*DESCRIPTION OF THE TASK*: Of the material below, the lines to be retyped are those from the line containing "Target: green grass" through the line containing "Target: dog's ear", inclusive; reproduce them exactly.

_____

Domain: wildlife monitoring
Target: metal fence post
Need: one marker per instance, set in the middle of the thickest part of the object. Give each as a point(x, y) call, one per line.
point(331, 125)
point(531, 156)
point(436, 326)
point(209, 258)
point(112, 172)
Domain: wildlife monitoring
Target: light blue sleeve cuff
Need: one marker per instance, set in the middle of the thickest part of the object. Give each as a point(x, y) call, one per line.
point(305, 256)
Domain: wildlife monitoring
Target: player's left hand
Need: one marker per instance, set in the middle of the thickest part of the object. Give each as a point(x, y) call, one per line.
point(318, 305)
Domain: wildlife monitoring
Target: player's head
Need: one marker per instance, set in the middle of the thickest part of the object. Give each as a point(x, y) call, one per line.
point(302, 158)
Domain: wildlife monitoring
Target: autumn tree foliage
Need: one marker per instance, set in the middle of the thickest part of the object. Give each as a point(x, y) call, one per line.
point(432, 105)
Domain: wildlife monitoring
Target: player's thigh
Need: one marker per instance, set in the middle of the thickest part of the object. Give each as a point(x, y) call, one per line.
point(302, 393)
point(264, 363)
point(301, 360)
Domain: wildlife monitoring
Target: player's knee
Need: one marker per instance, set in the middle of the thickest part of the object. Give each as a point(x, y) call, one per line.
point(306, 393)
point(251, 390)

_____

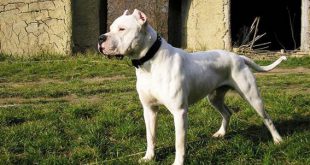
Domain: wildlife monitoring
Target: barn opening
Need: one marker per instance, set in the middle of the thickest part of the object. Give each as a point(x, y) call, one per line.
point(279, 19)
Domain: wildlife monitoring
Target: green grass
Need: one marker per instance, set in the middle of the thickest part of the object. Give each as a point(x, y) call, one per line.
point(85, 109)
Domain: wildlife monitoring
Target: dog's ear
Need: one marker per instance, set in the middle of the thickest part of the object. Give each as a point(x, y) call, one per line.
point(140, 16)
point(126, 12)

_____

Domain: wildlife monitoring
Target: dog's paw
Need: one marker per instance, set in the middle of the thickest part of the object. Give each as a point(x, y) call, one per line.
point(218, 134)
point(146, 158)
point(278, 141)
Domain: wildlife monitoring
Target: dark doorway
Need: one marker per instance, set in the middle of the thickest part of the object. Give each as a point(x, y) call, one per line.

_____

*RESPONSE TO THE EXERCISE*:
Target: green grass
Need: one marker per instance, set in the middle of the thickest part of the object. Give each as a point(x, y) call, one per line.
point(85, 109)
Domain: wildlife monitoring
Target: dog's ear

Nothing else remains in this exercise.